:: Exercise ::
Rewrite the stretch of the Anne McCaffrey text from "In August 1987, Locus: The" through "of science fiction.", swapping "subscribers" for "readers".

Named a Grand Master in 2004
Anne Inez McCaffrey (1 April 1926 – 21 November 2011) was an American-born Irish writer, best known for the Dragonriders of Pern science fiction series. Early in McCaffrey’s 46-year career as a writer, she became the first woman to win a Hugo Award for fiction and the first to win a Nebula Award. Her 1978 novel The White Dragon became one of the first science-fiction books to appear on the New York Times Best Seller list.
In 2005 the Science Fiction and Fantasy Writers of America named McCaffrey its 22nd Grand Master, an annual award to living writers of fantasy and science fiction. She was inducted by the Science Fiction Hall of Fame on 17 June 2006.
In August 1987, Locus: The Magazine of the Science Fiction & Fantasy Field ranked two of the eight extant Pern novels among the “All-Time Best Fantasy Novels,” based on a poll of subscribers; Dragonflight was 9th and The White Dragon 23rd. Commenting on the Locus list, David Pringle called them “arguably science fiction rather than fantasy proper” and named McCaffrey a “leading practitioner” of the planetary romance subgenre of science fiction.

:: Extracted data ::
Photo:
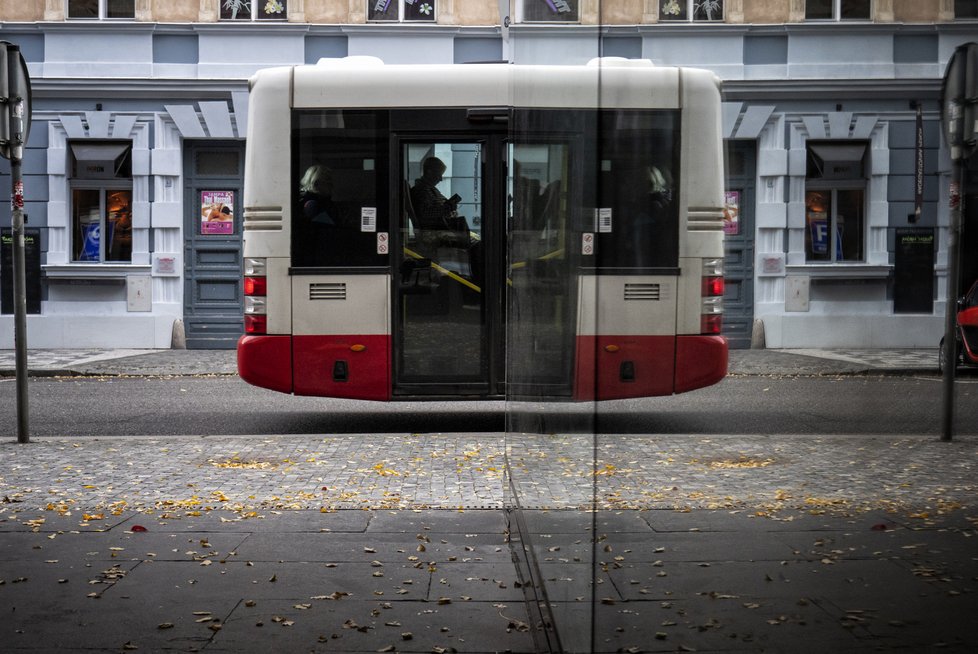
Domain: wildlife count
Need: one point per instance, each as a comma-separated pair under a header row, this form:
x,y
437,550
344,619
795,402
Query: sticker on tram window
x,y
587,243
368,219
216,212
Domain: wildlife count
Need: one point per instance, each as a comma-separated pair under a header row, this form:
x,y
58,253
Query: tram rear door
x,y
482,274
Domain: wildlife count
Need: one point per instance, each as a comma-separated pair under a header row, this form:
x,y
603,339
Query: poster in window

:: Result ::
In August 1987, Locus: The Magazine of the Science Fiction & Fantasy Field ranked two of the eight extant Pern novels among the “All-Time Best Fantasy Novels,” based on a poll of readers; Dragonflight was 9th and The White Dragon 23rd. Commenting on the Locus list, David Pringle called them “arguably science fiction rather than fantasy proper” and named McCaffrey a “leading practitioner” of the planetary romance subgenre of science fiction.